### Work to do
Express the stretch of the records below, from the line that contains "Target: raised arm" through the end of the records, as a JSON list of strings with one string per line and blank lines left out. Leave the pictures out of the answer.

(Point labeling dataset excerpts)
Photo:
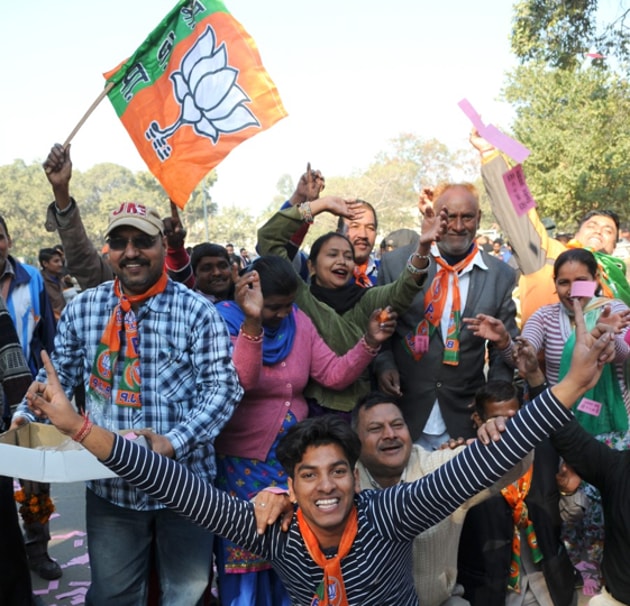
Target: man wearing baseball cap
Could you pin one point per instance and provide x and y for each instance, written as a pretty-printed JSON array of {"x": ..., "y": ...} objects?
[{"x": 152, "y": 354}]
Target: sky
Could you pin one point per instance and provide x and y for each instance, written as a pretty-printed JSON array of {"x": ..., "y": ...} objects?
[{"x": 352, "y": 74}]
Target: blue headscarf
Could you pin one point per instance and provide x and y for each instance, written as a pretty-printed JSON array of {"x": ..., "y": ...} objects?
[{"x": 277, "y": 341}]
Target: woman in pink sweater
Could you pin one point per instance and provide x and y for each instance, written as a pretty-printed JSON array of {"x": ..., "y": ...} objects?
[{"x": 276, "y": 350}]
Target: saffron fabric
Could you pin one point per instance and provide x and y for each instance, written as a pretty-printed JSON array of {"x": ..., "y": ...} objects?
[
  {"x": 183, "y": 104},
  {"x": 388, "y": 520},
  {"x": 122, "y": 319}
]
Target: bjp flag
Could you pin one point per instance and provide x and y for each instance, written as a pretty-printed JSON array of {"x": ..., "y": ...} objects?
[{"x": 193, "y": 91}]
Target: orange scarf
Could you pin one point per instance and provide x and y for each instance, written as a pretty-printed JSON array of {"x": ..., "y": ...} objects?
[
  {"x": 434, "y": 304},
  {"x": 331, "y": 591},
  {"x": 122, "y": 318},
  {"x": 515, "y": 498}
]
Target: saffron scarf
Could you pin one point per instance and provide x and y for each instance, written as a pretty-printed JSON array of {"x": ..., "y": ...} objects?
[
  {"x": 331, "y": 591},
  {"x": 108, "y": 352},
  {"x": 417, "y": 344},
  {"x": 277, "y": 341},
  {"x": 607, "y": 392},
  {"x": 514, "y": 495}
]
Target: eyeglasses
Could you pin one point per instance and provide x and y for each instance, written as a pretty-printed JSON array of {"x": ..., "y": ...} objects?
[{"x": 143, "y": 242}]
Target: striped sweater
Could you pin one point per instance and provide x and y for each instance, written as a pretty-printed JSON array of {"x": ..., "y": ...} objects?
[{"x": 378, "y": 568}]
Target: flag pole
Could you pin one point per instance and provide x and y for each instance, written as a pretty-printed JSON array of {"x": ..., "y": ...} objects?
[{"x": 92, "y": 107}]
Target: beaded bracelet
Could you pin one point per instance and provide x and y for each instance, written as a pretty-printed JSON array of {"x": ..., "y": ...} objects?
[
  {"x": 253, "y": 339},
  {"x": 306, "y": 212},
  {"x": 416, "y": 270},
  {"x": 85, "y": 429},
  {"x": 371, "y": 350}
]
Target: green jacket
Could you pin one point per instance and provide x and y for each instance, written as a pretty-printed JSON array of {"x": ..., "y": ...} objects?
[{"x": 339, "y": 331}]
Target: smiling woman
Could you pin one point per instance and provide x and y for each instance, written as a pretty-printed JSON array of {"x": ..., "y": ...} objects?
[
  {"x": 337, "y": 306},
  {"x": 276, "y": 351}
]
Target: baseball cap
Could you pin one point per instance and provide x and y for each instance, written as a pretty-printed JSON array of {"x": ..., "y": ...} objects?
[{"x": 132, "y": 214}]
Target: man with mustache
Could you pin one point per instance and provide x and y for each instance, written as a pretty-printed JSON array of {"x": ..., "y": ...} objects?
[
  {"x": 151, "y": 354},
  {"x": 361, "y": 232},
  {"x": 388, "y": 457},
  {"x": 435, "y": 365}
]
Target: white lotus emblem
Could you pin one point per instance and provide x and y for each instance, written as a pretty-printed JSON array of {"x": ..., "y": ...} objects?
[{"x": 211, "y": 101}]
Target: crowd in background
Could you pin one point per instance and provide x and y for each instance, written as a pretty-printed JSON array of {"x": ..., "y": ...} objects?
[{"x": 417, "y": 344}]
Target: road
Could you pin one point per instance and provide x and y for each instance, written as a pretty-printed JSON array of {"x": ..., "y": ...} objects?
[{"x": 69, "y": 547}]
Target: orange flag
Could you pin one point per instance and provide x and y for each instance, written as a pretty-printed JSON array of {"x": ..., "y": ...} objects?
[{"x": 193, "y": 91}]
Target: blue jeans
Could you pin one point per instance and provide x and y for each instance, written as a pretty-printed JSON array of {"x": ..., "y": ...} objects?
[{"x": 120, "y": 544}]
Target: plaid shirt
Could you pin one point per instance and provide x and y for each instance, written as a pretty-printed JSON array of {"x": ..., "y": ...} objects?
[{"x": 189, "y": 386}]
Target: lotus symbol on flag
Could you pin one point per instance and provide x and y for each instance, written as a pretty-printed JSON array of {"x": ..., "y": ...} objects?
[{"x": 210, "y": 100}]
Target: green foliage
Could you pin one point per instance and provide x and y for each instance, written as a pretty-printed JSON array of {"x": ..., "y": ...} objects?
[
  {"x": 391, "y": 183},
  {"x": 576, "y": 124},
  {"x": 557, "y": 32}
]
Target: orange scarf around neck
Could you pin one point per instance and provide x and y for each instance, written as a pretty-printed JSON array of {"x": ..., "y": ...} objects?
[
  {"x": 122, "y": 318},
  {"x": 331, "y": 591}
]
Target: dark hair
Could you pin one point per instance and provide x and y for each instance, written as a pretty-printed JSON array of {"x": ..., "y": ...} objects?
[
  {"x": 207, "y": 249},
  {"x": 317, "y": 431},
  {"x": 602, "y": 213},
  {"x": 277, "y": 276},
  {"x": 341, "y": 221},
  {"x": 493, "y": 391},
  {"x": 578, "y": 255},
  {"x": 370, "y": 400},
  {"x": 4, "y": 224},
  {"x": 317, "y": 245},
  {"x": 46, "y": 254}
]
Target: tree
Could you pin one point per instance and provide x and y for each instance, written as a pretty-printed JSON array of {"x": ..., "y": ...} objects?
[
  {"x": 571, "y": 110},
  {"x": 560, "y": 32}
]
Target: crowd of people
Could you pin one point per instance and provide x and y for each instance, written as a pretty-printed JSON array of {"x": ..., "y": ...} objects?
[{"x": 333, "y": 427}]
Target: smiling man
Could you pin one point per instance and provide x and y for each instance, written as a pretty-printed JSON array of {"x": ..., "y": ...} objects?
[
  {"x": 341, "y": 548},
  {"x": 435, "y": 365},
  {"x": 389, "y": 457},
  {"x": 361, "y": 231},
  {"x": 151, "y": 354},
  {"x": 535, "y": 251}
]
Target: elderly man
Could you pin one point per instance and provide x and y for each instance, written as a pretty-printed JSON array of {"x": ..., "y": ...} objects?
[
  {"x": 151, "y": 354},
  {"x": 435, "y": 365},
  {"x": 535, "y": 251}
]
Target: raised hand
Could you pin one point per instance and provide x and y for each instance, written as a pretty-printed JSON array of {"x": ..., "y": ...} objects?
[
  {"x": 589, "y": 356},
  {"x": 49, "y": 401},
  {"x": 310, "y": 185},
  {"x": 479, "y": 143},
  {"x": 526, "y": 361},
  {"x": 380, "y": 327},
  {"x": 614, "y": 322},
  {"x": 490, "y": 328},
  {"x": 434, "y": 225},
  {"x": 58, "y": 169}
]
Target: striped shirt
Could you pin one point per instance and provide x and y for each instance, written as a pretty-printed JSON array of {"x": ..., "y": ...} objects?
[
  {"x": 377, "y": 570},
  {"x": 548, "y": 330},
  {"x": 189, "y": 387}
]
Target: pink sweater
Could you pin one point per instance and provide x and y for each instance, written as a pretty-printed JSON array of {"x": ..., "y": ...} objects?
[{"x": 271, "y": 391}]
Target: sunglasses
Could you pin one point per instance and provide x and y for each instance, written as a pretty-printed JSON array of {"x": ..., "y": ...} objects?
[{"x": 143, "y": 242}]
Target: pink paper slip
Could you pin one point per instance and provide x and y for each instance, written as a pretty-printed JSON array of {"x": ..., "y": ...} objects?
[
  {"x": 517, "y": 190},
  {"x": 590, "y": 407}
]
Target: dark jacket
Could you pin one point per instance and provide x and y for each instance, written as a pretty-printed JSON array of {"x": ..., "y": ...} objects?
[{"x": 485, "y": 546}]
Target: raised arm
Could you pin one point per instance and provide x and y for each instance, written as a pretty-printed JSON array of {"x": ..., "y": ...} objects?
[{"x": 83, "y": 260}]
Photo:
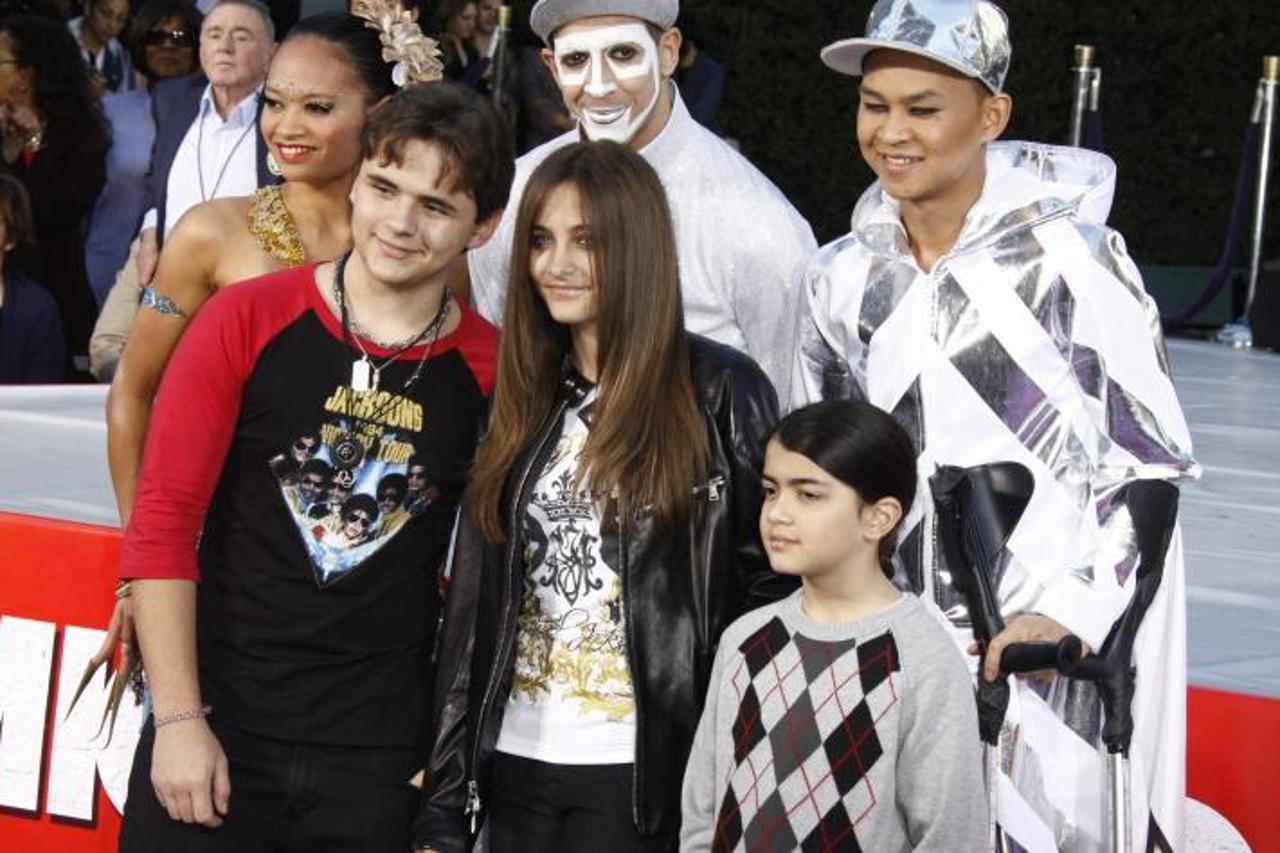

### Final result
[
  "Target: raised arm",
  "Could you pin one point per instance and provide x and y for each instance, written as a pretty-printed JSON array of {\"x\": ..., \"y\": ...} objects?",
  "[{\"x\": 83, \"y\": 260}]",
  "Photo:"
]